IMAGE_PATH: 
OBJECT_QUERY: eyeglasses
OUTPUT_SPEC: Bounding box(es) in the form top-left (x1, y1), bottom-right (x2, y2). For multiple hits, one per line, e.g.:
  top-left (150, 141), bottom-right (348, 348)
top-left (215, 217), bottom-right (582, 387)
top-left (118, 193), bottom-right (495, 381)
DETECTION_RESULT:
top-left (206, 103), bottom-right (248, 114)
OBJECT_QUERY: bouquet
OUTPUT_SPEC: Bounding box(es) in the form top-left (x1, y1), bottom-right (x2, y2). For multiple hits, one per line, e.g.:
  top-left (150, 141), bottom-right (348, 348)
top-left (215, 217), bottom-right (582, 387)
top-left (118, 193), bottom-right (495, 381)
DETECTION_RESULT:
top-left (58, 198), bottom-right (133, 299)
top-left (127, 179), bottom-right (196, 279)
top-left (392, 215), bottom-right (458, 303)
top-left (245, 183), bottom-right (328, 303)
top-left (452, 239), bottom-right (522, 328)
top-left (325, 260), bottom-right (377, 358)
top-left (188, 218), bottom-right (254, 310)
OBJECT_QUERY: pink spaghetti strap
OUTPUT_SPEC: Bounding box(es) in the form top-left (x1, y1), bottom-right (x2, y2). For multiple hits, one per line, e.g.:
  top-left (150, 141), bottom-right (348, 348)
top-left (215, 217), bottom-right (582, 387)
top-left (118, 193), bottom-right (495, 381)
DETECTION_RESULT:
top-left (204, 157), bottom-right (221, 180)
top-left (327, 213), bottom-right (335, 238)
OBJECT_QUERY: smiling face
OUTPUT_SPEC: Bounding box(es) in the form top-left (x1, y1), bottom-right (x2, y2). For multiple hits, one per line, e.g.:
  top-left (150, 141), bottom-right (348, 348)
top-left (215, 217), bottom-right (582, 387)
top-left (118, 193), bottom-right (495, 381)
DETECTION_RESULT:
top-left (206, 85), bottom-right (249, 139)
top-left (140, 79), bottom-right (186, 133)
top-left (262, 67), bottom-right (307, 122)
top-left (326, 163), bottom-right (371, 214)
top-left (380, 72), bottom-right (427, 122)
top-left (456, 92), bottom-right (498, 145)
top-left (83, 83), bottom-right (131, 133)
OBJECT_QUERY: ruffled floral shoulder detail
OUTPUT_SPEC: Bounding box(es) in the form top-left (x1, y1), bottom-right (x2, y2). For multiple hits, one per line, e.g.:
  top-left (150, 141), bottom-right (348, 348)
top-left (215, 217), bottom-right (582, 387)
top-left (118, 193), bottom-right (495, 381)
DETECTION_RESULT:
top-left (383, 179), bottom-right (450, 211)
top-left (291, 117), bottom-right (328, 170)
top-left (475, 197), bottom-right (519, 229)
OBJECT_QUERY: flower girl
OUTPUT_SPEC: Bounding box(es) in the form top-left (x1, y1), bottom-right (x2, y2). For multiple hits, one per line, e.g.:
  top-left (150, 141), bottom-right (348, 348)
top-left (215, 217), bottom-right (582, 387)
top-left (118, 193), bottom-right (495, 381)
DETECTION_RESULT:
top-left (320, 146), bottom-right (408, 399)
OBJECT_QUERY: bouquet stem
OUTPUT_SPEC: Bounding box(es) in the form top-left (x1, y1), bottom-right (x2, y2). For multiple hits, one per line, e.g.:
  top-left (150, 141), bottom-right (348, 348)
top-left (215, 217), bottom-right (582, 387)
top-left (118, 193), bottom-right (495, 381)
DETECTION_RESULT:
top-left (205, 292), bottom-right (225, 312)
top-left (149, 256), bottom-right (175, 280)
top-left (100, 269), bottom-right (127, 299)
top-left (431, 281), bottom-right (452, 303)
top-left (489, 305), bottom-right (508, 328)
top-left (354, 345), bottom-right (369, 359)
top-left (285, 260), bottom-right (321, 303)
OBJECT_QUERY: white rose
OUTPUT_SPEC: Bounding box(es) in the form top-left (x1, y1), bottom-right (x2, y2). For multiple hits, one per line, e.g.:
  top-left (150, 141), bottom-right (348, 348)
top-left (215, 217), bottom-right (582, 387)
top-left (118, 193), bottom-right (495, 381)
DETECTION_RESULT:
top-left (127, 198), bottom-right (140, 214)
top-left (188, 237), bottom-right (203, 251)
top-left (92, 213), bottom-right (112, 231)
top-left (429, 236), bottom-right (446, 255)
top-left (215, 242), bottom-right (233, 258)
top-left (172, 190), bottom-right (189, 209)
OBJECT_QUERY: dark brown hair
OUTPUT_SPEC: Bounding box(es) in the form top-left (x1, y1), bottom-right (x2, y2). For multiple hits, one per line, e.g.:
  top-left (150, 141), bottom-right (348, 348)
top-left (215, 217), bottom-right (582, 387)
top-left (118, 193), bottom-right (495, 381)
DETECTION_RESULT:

---+---

▶ **O QUE FAZER**
Reescreva todas as linhas acima como uma lista numerada, sem incluir as linhas em branco.

▶ **RESPOSTA ESCRITA**
1. IMAGE_PATH: 
2. OBJECT_QUERY: eyeglasses
3. OUTPUT_SPEC: Bounding box(es) in the form top-left (x1, y1), bottom-right (x2, y2). For multiple hits, one per line, e.g.:
4.   top-left (150, 141), bottom-right (348, 348)
5. top-left (215, 217), bottom-right (582, 387)
6. top-left (118, 193), bottom-right (495, 381)
7. DETECTION_RESULT:
8. top-left (206, 103), bottom-right (248, 114)
9. OBJECT_QUERY: bouquet
10. OUTPUT_SPEC: Bounding box(es) in the form top-left (x1, y1), bottom-right (x2, y2). For multiple hits, one per line, e.g.:
11.   top-left (150, 141), bottom-right (348, 348)
12. top-left (215, 217), bottom-right (582, 387)
13. top-left (118, 193), bottom-right (495, 381)
14. DETECTION_RESULT:
15. top-left (58, 198), bottom-right (133, 299)
16. top-left (127, 179), bottom-right (196, 279)
17. top-left (392, 215), bottom-right (458, 303)
18. top-left (245, 183), bottom-right (328, 303)
19. top-left (452, 239), bottom-right (522, 328)
20. top-left (325, 260), bottom-right (377, 358)
21. top-left (188, 218), bottom-right (254, 310)
22. OBJECT_QUERY: pink spaghetti strap
23. OUTPUT_SPEC: Bounding box(es) in the form top-left (x1, y1), bottom-right (x2, y2). For multiple hits, one per line, e.g.:
24.   top-left (150, 141), bottom-right (348, 348)
25. top-left (215, 217), bottom-right (582, 387)
26. top-left (118, 193), bottom-right (495, 381)
27. DETECTION_RESULT:
28. top-left (204, 157), bottom-right (221, 180)
29. top-left (327, 213), bottom-right (335, 238)
30. OBJECT_QUERY: smiling face
31. OUTPUT_SPEC: Bounding box(es) in the form top-left (x1, y1), bottom-right (x2, y2). For multiple hits, one per line, e.g.:
32.   top-left (150, 141), bottom-right (348, 348)
33. top-left (215, 217), bottom-right (582, 387)
34. top-left (118, 193), bottom-right (495, 381)
35. DETECTION_RESULT:
36. top-left (206, 85), bottom-right (249, 139)
37. top-left (140, 79), bottom-right (186, 133)
38. top-left (262, 67), bottom-right (307, 122)
39. top-left (326, 163), bottom-right (371, 214)
40. top-left (380, 72), bottom-right (427, 122)
41. top-left (456, 92), bottom-right (498, 145)
42. top-left (83, 83), bottom-right (131, 133)
43. OBJECT_QUERY: ruffled floral shoulder detail
44. OUTPUT_SPEC: Bounding box(es) in the form top-left (x1, y1), bottom-right (x2, y2). For multiple hits, one per line, e.g.:
45.   top-left (150, 141), bottom-right (348, 348)
46. top-left (215, 217), bottom-right (582, 387)
47. top-left (118, 193), bottom-right (495, 381)
48. DETECTION_RESULT:
49. top-left (383, 179), bottom-right (450, 211)
50. top-left (291, 117), bottom-right (328, 170)
51. top-left (475, 197), bottom-right (519, 229)
52. OBJECT_QUERY: flower girl
53. OUTPUT_SPEC: Bounding box(es) in the form top-left (x1, y1), bottom-right (x2, y2). For multiple hits, one per line, e.g.:
54.   top-left (150, 141), bottom-right (348, 348)
55. top-left (215, 217), bottom-right (582, 387)
56. top-left (118, 193), bottom-right (495, 381)
57. DETECTION_RESULT:
58. top-left (320, 146), bottom-right (408, 399)
59. OBJECT_QUERY: bouquet stem
60. OUTPUT_SPEC: Bounding box(es) in the form top-left (x1, y1), bottom-right (x2, y2). For multiple hits, one per line, e.g.:
61.   top-left (150, 141), bottom-right (348, 348)
62. top-left (215, 217), bottom-right (582, 387)
63. top-left (118, 193), bottom-right (495, 381)
64. DETECTION_RESULT:
65. top-left (205, 292), bottom-right (225, 312)
66. top-left (149, 256), bottom-right (175, 280)
67. top-left (100, 269), bottom-right (127, 299)
68. top-left (431, 281), bottom-right (452, 303)
69. top-left (489, 305), bottom-right (508, 328)
70. top-left (354, 345), bottom-right (369, 359)
71. top-left (285, 260), bottom-right (321, 303)
72. OBJECT_QUERY: white rose
73. OUTPUT_SPEC: Bounding box(es) in the form top-left (x1, y1), bottom-right (x2, y2). For multiple hits, one per line, e.g.:
74.   top-left (150, 141), bottom-right (348, 348)
75. top-left (215, 217), bottom-right (582, 387)
76. top-left (118, 193), bottom-right (495, 381)
77. DETECTION_RESULT:
78. top-left (127, 198), bottom-right (140, 214)
79. top-left (188, 237), bottom-right (203, 251)
80. top-left (92, 213), bottom-right (112, 231)
81. top-left (429, 236), bottom-right (446, 255)
82. top-left (215, 242), bottom-right (233, 258)
83. top-left (172, 190), bottom-right (189, 209)
84. OBJECT_QUERY: dark brown hair
85. OUTPUT_SPEC: Bounding box(es) in the form top-left (x1, y1), bottom-right (x2, y2). For multiple hits, one per line, e.g.:
86.   top-left (150, 141), bottom-right (348, 348)
87. top-left (215, 217), bottom-right (582, 387)
88. top-left (118, 193), bottom-right (495, 381)
89. DETECTION_RESULT:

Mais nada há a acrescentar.